所示文段
↓

Subword Models

随着深度神经网络的发展，深度学习在文本生成比如nueral machine translation(NMT)以及question answer(QA)等任务中突破了传统方法的瓶颈，在很多数据集上都取得了state-of-the-art(SOTA)的效果。

我们知道神经网络输入层必须接收数字形式的信息，所以必须将文本形式的词嵌入成向量。通常会设定一个词汇表大小，对于词汇表中所有词有对应的向量表示。而由于一种语言涵盖的词汇太多，以及处理的文本数据本身就不规范(比如web数据)，从而无法覆盖所有的词汇，在对corpus中的词进行向量map时会出现out of vocabulary(OOV)的现象。以往的做法是设置一个特殊字段(比如UNK)来表示所有OOV的词汇，这种做法可谓相当粗糙，那有没有更细致微妙的处理方法呢？答案当然是有的，很多从事NLP研究的工作者在这个方面开展了不少的工作。一种方法是从word embedding扩展到character embedding，另外一种方法是将word拆分成有意义的更小的词素也就是wordpieces，两个word可能不相同，但是他们可能包含相同的wordpieces，这样对于OOV的word，找到其对应的wordpieces的向量added or averaged也可以蕴含该word的word sense。接下来分别介绍这两种方法。

↑

给定列表
↓

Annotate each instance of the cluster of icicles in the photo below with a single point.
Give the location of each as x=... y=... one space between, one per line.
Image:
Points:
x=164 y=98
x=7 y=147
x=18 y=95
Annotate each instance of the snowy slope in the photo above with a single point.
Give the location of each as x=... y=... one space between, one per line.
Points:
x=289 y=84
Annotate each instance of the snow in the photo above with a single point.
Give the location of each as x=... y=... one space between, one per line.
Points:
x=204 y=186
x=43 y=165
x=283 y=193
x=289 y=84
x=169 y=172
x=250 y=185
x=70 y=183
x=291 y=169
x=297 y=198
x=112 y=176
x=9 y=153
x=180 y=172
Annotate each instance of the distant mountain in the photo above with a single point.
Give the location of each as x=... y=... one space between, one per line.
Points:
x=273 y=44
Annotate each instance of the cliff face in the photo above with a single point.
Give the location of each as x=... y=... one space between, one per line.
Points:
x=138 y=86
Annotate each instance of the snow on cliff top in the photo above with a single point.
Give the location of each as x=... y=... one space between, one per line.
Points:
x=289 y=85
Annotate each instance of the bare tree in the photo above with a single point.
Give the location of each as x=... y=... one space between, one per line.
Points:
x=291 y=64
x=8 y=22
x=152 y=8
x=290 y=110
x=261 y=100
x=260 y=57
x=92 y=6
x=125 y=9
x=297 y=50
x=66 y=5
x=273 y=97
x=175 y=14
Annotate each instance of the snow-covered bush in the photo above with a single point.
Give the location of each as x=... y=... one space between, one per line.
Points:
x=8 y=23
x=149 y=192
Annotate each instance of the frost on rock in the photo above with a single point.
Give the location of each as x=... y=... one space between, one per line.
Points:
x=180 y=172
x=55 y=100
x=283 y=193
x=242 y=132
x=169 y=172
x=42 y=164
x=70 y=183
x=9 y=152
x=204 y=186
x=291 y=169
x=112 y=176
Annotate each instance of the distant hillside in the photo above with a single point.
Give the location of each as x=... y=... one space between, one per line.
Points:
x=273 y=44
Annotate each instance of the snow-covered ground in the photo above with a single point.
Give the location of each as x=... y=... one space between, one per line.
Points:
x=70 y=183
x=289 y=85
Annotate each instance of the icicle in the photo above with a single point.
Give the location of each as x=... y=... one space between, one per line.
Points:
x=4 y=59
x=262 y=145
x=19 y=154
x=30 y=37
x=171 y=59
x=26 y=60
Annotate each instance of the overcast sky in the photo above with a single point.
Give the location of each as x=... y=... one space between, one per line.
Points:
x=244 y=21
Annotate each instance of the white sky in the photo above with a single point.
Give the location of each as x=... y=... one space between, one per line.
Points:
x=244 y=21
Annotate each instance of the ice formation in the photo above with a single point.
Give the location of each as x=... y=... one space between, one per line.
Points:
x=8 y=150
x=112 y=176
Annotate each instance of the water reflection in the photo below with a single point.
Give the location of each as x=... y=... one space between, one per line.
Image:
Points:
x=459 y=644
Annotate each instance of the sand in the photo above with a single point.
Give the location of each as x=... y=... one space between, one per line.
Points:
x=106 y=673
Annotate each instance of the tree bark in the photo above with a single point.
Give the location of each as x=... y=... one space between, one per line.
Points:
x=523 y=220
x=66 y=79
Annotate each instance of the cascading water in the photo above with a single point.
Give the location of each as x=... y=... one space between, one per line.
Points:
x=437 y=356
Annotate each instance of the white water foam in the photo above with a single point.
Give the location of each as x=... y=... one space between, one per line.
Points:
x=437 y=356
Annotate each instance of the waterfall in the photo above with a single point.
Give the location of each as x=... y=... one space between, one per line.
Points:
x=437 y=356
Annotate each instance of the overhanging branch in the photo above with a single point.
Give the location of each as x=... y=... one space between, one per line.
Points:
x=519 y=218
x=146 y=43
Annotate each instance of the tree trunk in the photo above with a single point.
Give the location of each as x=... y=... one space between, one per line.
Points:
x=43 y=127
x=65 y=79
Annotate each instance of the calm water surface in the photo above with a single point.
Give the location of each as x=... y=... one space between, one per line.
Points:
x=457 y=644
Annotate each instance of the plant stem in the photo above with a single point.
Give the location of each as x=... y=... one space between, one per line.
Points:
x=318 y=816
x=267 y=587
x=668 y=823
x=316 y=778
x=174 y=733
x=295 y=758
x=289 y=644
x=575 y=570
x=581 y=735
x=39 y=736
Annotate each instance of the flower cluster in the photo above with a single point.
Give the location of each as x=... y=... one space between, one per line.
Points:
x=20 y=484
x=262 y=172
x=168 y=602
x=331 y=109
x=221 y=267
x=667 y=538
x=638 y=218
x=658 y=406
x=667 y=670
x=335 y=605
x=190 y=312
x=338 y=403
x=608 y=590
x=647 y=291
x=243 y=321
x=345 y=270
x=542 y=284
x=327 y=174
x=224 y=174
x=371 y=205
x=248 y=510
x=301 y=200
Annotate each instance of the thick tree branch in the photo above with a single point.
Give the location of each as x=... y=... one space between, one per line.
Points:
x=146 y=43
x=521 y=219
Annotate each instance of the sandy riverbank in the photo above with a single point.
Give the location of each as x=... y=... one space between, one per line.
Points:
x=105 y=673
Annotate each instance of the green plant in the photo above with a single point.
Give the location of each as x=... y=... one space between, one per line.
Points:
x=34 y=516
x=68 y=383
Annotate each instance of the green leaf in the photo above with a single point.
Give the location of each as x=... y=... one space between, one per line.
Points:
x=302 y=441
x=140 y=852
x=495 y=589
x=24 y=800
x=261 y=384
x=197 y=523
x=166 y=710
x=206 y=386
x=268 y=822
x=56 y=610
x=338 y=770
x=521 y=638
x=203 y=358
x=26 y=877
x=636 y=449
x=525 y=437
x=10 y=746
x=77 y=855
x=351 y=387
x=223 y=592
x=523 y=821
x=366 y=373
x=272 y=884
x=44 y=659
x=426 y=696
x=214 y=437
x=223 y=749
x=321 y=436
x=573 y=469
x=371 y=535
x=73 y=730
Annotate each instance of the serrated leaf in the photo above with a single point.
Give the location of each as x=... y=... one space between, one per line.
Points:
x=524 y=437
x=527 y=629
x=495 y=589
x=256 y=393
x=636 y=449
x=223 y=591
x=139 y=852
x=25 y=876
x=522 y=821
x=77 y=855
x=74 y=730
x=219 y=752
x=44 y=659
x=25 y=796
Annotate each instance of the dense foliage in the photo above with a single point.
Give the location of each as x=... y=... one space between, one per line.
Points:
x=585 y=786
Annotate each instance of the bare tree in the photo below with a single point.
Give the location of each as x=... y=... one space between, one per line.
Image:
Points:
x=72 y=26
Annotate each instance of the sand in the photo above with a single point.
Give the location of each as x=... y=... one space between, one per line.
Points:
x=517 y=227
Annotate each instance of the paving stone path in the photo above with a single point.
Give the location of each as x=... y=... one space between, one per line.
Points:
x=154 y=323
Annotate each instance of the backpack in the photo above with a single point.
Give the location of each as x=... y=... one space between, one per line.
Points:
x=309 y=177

↑

任务说明 A
在关于子词模型的文段里，以往用什么来表示所有OOV的词汇？
任务说明 B
请逐字照录关于子词模型的文段中介于“随着深度神经网络的发展，深度学习在文本生成比如nueral machine translation(NMT)以及question”和“or averaged也可以蕴含该word的word sense。接下来分别介绍这两种方法。”之间的文字，首尾两处也包括在内。

练习答案 A
设置一个特殊字段（比如UNK）来表示所有OOV的词汇。

练习答案 B
随着深度神经网络的发展，深度学习在文本生成比如nueral machine translation(NMT)以及question answer(QA)等任务中突破了传统方法的瓶颈，在很多数据集上都取得了state-of-the-art(SOTA)的效果。

我们知道神经网络输入层必须接收数字形式的信息，所以必须将文本形式的词嵌入成向量。通常会设定一个词汇表大小，对于词汇表中所有词有对应的向量表示。而由于一种语言涵盖的词汇太多，以及处理的文本数据本身就不规范(比如web数据)，从而无法覆盖所有的词汇，在对corpus中的词进行向量map时会出现out of vocabulary(OOV)的现象。以往的做法是设置一个特殊字段(比如UNK)来表示所有OOV的词汇，这种做法可谓相当粗糙，那有没有更细致微妙的处理方法呢？答案当然是有的，很多从事NLP研究的工作者在这个方面开展了不少的工作。一种方法是从word embedding扩展到character embedding，另外一种方法是将word拆分成有意义的更小的词素也就是wordpieces，两个word可能不相同，但是他们可能包含相同的wordpieces，这样对于OOV的word，找到其对应的wordpieces的向量added or averaged也可以蕴含该word的word sense。接下来分别介绍这两种方法。